## [To be done]
Write out every entry word for word.

(Position annotation records)
========================================

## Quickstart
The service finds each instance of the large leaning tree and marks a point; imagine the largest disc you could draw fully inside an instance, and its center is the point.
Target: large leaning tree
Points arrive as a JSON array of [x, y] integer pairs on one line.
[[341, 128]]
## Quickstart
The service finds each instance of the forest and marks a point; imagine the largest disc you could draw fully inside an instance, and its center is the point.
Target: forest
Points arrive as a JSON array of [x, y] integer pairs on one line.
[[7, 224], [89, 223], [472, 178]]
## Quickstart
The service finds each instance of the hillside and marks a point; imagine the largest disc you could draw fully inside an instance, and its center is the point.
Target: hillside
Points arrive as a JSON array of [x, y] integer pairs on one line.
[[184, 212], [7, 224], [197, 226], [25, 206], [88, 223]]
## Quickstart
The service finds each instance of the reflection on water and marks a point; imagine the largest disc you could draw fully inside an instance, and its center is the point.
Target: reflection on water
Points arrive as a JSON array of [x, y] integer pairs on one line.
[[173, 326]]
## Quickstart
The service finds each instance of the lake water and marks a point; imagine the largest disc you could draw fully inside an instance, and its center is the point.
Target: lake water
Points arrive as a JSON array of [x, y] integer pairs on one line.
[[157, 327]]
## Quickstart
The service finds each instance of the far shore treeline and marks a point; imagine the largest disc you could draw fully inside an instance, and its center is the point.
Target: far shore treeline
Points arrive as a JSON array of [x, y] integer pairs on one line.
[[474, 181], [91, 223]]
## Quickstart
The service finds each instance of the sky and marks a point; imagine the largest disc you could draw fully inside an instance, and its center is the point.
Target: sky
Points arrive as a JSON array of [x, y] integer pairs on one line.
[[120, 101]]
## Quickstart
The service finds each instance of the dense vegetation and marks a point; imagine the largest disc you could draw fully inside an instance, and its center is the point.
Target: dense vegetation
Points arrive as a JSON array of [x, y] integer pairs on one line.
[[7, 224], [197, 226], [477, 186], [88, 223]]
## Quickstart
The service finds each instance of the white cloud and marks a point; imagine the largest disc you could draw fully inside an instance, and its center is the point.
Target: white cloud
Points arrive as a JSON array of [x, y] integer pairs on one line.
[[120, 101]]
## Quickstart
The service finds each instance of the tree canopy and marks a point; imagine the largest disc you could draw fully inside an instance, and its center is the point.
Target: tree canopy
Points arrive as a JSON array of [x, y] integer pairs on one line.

========================================

## [Written solution]
## Quickstart
The service finds each instance of the large leaning tree and marks a point; imagine the largest disc you could draw fully inside an instance, and its center is the point.
Target: large leaning tree
Points arrive as a JSON array of [x, y] integer pairs on one line.
[[341, 128]]
## Quickstart
The service finds each instance of the forest and marks a point; imagine the largest disc you could draw fully inside an instance, and its center is the point.
Target: forest
Points arrive as a JSON array of [x, y] integer pairs on one line.
[[7, 224], [89, 223], [472, 178]]
## Quickstart
The service finds each instance of the hillside and marks a point; imagine the largest disc you could draw fully inside an instance, and its center is the point.
Target: hillside
Points arrive as a JSON array of [x, y] integer pairs on one line.
[[184, 212], [7, 224], [197, 226], [25, 206], [88, 223]]
## Quickstart
The service finds each instance of the reflection on water and marks a point; imagine the largest disc you could draw fully inside an instance, and its center is the point.
Target: reflection on water
Points arrive as a JSON array of [x, y] integer pairs on one line.
[[173, 326]]
## Quickstart
The service finds each instance of the lake water and marks a point; imagine the largest disc you could draw fully inside an instance, and its center is the point.
Target: lake water
Points arrive as a JSON array of [x, y] integer pairs on one line.
[[157, 327]]
## Quickstart
The service finds each instance of the far shore treeline and marks a point; imagine the largest disc you could draw fully inside an instance, and its center is the point.
Target: far shore treeline
Points arrive as a JSON array of [x, y] integer pairs on one line.
[[474, 181], [91, 223]]
## Quickstart
The service finds each instance of the sky and marks a point; imagine the largest disc you could draw fully inside an instance, and its center is the point.
Target: sky
Points arrive as a JSON array of [x, y] integer pairs on one line.
[[120, 101]]
## Quickstart
The service finds each instance of the dense vegetation and marks a point; imagine the largest disc you could draw fully inside an instance, and its center is the point.
Target: dense vegetation
Points arrive as a JSON array of [x, y] integer pairs on one line.
[[7, 224], [197, 226], [477, 186], [88, 223]]
## Quickstart
The service finds each instance of the white cloud and marks a point; imagine the largest disc you could draw fully inside an instance, and its center is the point.
Target: white cloud
Points arrive as a JSON array of [x, y] integer pairs on one line.
[[120, 101]]
## Quickstart
The service finds each instance of the tree canopy and marks a point; imagine the largest disc you could draw fully inside an instance, and its center is the point.
Target: tree canopy
Points arrive as a JSON array of [x, y] integer pairs on one line.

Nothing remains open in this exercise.